● Available data:
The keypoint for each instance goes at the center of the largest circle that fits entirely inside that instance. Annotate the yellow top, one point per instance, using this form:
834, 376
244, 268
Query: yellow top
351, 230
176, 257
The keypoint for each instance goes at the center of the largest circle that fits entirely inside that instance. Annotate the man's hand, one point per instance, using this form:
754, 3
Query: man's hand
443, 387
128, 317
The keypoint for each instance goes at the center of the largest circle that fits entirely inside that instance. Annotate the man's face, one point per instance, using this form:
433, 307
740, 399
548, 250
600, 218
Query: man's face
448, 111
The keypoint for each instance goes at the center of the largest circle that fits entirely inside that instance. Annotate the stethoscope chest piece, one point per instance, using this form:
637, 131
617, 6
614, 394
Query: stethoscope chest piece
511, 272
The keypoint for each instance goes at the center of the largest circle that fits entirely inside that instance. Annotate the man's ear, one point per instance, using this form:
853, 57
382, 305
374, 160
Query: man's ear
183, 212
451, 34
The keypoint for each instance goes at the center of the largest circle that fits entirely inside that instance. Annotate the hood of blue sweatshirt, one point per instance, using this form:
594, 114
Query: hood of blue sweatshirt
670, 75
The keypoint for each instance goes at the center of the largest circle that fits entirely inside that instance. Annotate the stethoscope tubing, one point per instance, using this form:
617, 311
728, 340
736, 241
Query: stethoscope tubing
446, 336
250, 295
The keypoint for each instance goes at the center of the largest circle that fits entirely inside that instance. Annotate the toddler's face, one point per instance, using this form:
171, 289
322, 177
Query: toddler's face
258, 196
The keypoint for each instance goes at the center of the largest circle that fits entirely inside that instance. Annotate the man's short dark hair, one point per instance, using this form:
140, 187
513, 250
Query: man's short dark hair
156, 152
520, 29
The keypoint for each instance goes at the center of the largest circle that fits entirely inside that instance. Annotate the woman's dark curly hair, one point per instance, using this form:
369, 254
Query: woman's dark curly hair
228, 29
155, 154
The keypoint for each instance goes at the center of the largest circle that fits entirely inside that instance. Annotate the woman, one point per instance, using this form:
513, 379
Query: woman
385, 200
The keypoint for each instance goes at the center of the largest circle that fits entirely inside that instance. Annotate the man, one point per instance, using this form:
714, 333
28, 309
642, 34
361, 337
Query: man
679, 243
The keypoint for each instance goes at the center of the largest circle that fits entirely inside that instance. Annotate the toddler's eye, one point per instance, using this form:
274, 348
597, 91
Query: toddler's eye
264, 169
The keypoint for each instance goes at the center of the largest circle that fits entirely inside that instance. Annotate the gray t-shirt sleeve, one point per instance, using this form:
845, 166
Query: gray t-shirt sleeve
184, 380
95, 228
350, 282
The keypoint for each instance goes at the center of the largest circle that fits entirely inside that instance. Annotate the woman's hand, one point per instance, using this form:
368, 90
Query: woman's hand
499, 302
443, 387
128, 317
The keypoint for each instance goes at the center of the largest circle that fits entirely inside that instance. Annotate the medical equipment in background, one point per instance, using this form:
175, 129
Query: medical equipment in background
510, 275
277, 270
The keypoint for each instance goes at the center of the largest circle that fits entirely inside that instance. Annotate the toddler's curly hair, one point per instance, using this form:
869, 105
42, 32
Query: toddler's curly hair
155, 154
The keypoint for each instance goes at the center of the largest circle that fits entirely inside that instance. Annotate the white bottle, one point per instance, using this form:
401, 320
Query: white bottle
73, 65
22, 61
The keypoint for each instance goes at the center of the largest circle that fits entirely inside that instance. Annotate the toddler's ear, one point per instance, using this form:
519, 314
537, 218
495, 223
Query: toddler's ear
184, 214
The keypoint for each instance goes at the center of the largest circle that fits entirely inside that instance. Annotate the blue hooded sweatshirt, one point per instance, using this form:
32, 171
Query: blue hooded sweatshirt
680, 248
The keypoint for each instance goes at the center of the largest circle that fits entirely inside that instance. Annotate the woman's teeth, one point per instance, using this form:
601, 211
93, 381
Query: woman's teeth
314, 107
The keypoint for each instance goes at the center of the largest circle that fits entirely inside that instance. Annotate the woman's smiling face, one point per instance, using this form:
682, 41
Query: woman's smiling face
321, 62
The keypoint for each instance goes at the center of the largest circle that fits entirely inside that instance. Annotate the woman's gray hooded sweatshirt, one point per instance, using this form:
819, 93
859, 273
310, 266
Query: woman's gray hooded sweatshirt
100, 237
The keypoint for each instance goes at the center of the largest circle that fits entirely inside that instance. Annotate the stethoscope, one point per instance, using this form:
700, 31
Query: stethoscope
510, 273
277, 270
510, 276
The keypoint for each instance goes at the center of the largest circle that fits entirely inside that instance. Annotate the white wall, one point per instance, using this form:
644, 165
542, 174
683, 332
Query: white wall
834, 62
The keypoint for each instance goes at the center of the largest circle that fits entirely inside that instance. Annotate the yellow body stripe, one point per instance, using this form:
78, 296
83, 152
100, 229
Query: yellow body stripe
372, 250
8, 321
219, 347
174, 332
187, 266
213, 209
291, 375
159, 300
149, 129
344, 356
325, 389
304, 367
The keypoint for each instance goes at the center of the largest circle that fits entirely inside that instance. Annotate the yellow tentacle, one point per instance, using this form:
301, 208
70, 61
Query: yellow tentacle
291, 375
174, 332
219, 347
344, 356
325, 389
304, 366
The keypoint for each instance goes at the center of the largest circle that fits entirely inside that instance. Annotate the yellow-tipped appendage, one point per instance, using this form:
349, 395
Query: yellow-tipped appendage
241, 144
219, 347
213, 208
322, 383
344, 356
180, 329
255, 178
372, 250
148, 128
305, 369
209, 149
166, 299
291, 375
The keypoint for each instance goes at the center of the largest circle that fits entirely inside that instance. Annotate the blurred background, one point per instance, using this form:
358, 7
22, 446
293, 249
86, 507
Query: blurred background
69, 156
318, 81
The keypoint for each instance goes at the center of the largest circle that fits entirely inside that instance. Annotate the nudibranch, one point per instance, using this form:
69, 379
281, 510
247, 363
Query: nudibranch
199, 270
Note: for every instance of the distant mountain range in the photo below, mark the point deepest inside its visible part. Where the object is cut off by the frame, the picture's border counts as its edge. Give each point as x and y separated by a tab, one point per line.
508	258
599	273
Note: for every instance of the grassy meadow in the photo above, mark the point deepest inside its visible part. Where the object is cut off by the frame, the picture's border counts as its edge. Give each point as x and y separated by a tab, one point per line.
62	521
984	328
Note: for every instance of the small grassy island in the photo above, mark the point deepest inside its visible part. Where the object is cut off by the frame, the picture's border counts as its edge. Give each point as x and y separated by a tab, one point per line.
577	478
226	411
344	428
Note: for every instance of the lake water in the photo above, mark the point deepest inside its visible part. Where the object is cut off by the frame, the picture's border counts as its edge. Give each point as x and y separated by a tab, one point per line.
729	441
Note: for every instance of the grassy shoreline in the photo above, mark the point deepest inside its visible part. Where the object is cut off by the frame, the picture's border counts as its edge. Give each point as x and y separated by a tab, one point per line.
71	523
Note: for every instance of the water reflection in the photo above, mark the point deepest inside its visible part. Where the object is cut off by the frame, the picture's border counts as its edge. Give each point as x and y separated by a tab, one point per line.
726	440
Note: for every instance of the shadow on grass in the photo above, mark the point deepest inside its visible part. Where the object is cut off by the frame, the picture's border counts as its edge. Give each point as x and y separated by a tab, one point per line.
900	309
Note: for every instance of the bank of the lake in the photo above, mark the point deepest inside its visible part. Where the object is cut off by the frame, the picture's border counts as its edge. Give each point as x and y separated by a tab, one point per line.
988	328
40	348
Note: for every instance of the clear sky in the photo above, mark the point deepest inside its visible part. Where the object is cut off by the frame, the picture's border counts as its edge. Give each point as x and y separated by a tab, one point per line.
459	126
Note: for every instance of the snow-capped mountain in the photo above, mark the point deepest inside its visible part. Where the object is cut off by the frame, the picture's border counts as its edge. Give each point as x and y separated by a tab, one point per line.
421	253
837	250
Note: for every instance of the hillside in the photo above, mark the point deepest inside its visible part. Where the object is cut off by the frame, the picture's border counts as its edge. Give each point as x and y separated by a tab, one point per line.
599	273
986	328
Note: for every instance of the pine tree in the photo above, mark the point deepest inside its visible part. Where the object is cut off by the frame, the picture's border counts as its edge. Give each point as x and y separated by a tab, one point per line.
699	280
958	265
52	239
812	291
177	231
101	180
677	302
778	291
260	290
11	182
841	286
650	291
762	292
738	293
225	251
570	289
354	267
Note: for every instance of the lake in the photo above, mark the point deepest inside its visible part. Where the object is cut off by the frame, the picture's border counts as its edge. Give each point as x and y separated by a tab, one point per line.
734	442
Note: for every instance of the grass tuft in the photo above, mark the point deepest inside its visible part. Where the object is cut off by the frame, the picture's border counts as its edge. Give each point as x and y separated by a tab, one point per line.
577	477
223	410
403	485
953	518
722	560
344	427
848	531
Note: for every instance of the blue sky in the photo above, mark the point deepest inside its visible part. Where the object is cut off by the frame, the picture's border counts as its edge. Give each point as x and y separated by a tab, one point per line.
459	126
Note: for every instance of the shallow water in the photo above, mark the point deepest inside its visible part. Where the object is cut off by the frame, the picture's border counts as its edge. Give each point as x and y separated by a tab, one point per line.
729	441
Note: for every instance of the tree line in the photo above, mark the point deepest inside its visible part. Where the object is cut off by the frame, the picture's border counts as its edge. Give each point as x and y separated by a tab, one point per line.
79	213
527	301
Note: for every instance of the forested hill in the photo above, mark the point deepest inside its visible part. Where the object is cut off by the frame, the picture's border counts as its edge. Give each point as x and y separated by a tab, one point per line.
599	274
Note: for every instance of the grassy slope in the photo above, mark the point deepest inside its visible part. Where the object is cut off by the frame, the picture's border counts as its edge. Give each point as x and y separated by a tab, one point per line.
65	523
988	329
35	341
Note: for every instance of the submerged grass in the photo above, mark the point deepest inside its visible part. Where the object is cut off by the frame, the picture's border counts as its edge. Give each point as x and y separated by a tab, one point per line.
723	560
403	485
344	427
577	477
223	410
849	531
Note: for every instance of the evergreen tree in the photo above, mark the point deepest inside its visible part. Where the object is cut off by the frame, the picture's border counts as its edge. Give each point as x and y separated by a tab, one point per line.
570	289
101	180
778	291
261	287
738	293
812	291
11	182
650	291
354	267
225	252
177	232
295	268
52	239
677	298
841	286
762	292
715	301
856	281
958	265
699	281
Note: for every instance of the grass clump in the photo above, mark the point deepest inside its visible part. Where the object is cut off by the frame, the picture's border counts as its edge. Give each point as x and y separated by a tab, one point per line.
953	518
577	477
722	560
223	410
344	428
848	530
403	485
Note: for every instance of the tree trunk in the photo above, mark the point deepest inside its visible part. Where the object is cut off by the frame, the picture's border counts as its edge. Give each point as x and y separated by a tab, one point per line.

● Directions for this task: Only the lines from the one holding "Note: for every instance of the evergreen" to the end of the listing are to be written out, word for word.

● Response to this task:
Note: for every instance of the evergreen tree in the photo above, mark the point deepest inside its visible part. Where the object is cut off by the frame, the picture's border counts as its edge. Give each point as x and y separated by a tab, one point per line.
570	289
101	180
778	291
261	287
738	293
812	291
11	182
650	291
354	267
225	252
177	232
295	268
52	239
677	298
841	286
762	292
715	301
856	281
958	265
699	281
Note: for every instance of the grass clump in the photo above, mark the point deepest inside its visible part. Where the object is cut off by the frame, the picture's border counts as its edge. Give each point as x and y separated by a tab, one point per line.
953	518
577	477
722	560
223	410
344	428
848	530
403	485
Note: for every instance of the tree trunk in the photo above, mark the point deepest inside its visible part. Where the object is cut off by the frame, the picture's border counts as its edge. Give each point as x and y separated by a tab, one point per line.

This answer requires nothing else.